━━ TEXTO PROPORCIONADO

Conocí a la Pancha por Twitter, cuando investigaba sobre los mitos de la historia de Temuco para mi tesis de Pedagogía. Hija de una de las familias fundadoras, por mensaje directo me fue contando esas anécdotas que escapan a los libros y que son tan sabrosas a la hora de narrarlas. Como era de Concepción, siempre fue difícil vernos, hasta que un día me comentó que vendría a mi ciudad.  

Como estaba nervioso porque no la conocía, al principio me costó hablarle de corrido. Pero después de dos tragos, nos fuimos soltando y la conversación comenzó a fluir. Yo le conté de mis raíces como hijo de nana, lo que conocía más o menos sobre lo que significaba mi apellido mapuche y de la cama de pallet en la que dormía, en una rancha a la que le entraba el viento frío del invierno.

Cuando se nos hizo tarde, y la intención de seguir conversando se hizo evidente, partimos hasta una casa en la que había vivido. Me acuerdo que hablamos sobre el significado de los pañuelos rojo y negro en la cueca chora, y cómo sería el mundo si es que nos fijáramos menos en cuánto dinero tenemos en el bolsillo. Abrazados contándonos las penas, recibimos el amanecer.

━━━━

• **ENUNCIADO DEL EJERCICIO A**:
Resume en dos oraciones el relato sobre el encuentro con la Pancha.
• **ENUNCIADO DEL EJERCICIO B**:
Prosigue el relato sobre el encuentro con la Pancha después del amanecer con que termina.
Los registros no guardan relación alguna con el texto.

━━ REGISTROS DADOS

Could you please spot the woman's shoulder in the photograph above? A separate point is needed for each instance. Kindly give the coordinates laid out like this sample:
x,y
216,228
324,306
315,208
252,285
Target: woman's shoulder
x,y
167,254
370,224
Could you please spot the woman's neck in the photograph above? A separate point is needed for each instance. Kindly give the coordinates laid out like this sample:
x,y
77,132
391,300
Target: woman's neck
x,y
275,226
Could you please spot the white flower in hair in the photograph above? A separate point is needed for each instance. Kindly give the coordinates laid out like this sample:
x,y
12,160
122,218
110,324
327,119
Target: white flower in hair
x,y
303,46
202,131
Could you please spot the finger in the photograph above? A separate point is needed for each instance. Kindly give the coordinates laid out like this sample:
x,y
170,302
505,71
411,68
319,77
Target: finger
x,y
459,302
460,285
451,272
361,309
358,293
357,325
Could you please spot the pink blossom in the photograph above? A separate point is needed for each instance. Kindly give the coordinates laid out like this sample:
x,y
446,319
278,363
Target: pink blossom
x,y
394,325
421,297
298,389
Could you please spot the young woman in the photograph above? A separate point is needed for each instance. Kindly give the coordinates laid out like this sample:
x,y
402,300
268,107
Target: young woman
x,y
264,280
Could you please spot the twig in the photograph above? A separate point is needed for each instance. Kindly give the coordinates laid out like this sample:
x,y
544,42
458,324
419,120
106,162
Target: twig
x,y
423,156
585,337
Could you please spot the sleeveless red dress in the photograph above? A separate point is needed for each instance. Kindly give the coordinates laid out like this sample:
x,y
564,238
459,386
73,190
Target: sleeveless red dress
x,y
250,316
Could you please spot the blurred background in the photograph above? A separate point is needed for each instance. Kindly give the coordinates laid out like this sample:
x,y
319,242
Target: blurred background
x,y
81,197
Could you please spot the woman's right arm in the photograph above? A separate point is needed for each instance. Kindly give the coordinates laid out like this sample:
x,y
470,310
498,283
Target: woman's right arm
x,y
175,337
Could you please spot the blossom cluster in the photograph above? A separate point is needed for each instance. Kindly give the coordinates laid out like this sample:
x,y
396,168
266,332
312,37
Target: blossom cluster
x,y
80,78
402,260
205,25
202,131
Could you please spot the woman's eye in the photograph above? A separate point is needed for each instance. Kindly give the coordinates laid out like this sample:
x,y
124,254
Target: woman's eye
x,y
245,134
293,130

━━━━

• **RESPUESTA DEL EJERCICIO A**:
El narrador conoció por Twitter a la Pancha, hija de una de las familias fundadoras de Temuco, mientras investigaba los mitos de la historia de esa ciudad para su tesis de Pedagogía; ella le contó anécdotas por mensaje directo y, como era de Concepción, les costó verse hasta que un día viajó a la ciudad de él. Tras unos tragos conversaron sobre las raíces de él, los pañuelos de la cueca chora y el dinero, y terminaron recibiendo abrazados el amanecer.

• **RESPUESTA DEL EJERCICIO B**:
Como sabía que lo único que tenía era el par de pesos para los pasajes de la micro y las pocas prendas de ropa que usaba para hacer la práctica, la Pancha siempre me alegraba el día con algún cuento improvisado o con la más agradable de las video llamadas. Al pasar los días no pude no pedirle que volviera a visitarme, aun sabiendo dónde la iba a recibir. Tan contentos estuvimos en aquel paraíso improvisado, que siempre encontramos inútil lo que incide la billetera en cuestiones de amor.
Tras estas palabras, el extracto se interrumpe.